** DOCUMENT SECTION follows **
The solution increases accuracy and reduces biases in AI model training by enabling access to larger datasets
Hewlett Packard Enterprise announced the launch of HPE Swarm Learning, a breakthrough AI solution to accelerate insights at the edge, from diagnosing diseases to detecting credit card fraud, by sharing and unifying AI model learnings without compromising data privacy.
HPE Swarm Learning, which Hewlett Packard Labs developed, HPE’s R&D organisation, is a decentralised machine learning framework for the edge or distributed sites. The solution provides customers with containers that are easily integrated with AI models using the HPE swarm API. Users can then immediately share AI model learnings within their organisation and outside with industry peers to improve training, without sharing actual data.
“Swarm learning is a new, powerful approach to AI that has already made progress in addressing global challenges such as advancing patient healthcare and improving anomaly detection that aid efforts in fraud detection and predictive maintenance. HPE is contributing to the swarm learning movement in a meaningful way by delivering an enterprise-class solution that uniquely enables organisations to collaborate, innovate, and accelerate the power of AI models while preserving each organisation’s ethics, data privacy, and governance standards,” said Justin Hotard, Executive Vice President and General Manager, HPC & AI, HPE.
** End of DOCUMENT SECTION **
** SUPPLIED RECORDS follows **
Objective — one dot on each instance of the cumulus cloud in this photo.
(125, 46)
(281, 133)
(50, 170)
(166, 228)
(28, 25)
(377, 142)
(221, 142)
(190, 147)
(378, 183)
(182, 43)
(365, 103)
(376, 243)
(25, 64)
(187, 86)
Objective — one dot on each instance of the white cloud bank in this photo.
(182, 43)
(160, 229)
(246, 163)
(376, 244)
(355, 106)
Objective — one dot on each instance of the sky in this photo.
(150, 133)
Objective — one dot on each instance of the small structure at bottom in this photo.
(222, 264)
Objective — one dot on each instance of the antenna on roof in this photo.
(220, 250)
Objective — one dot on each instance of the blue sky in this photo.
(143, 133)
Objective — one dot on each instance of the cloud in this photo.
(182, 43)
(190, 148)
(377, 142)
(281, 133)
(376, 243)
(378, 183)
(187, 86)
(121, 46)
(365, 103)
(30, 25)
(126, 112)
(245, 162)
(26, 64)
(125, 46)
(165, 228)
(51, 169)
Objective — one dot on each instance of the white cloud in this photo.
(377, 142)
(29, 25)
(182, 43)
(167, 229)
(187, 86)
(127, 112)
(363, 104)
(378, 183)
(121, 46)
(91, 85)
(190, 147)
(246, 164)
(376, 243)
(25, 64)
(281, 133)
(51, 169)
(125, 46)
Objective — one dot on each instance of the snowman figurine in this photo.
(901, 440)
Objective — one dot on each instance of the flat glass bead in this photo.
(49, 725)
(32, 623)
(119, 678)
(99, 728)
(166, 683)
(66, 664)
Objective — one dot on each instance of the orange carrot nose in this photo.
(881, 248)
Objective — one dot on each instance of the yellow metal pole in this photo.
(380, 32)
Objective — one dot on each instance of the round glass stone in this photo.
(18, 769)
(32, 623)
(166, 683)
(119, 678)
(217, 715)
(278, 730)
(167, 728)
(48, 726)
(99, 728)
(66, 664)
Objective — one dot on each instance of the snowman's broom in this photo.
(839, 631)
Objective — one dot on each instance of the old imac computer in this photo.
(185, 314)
** End of SUPPLIED RECORDS **
» **LIST OF TASKS**:
• A. Check each statement against the HPE Swarm Learning announcement and answer yes or no, quoting the exact words that settle it. (i) Hewlett Packard Labs developed HPE Swarm Learning. (ii) The solution has users share their actual data with industry peers. (iii) The containers are integrated with AI models through the HPE swarm API.
• B. Pick up the HPE Swarm Learning announcement after its final paragraph and keep writing.

» **RESULTS FOR EACH TASK**:
• A.
(i) Yes: "which Hewlett Packard Labs developed"
(ii) No: "without sharing actual data"
(iii) Yes: "containers that are easily integrated with AI models using the HPE swarm API"

• B.
HPE Swarm Learning uniquely enables organisations to use distributed data at its source, increasing the dataset size for training and building machine learning models to learn equitably while preserving data governance and privacy. To ensure that only learnings captured from the edge are shared, and not the data itself, HPE Swarm Learning uses blockchain technology to securely onboard members, dynamically elect a leader, and merge model parameters to provide resilience and security to the swarm network.
Additionally, by only sharing the learnings, HPE Swarm Learning allows users to leverage large training datasets, without compromising privacy and helps remove biases to increase accuracy in models.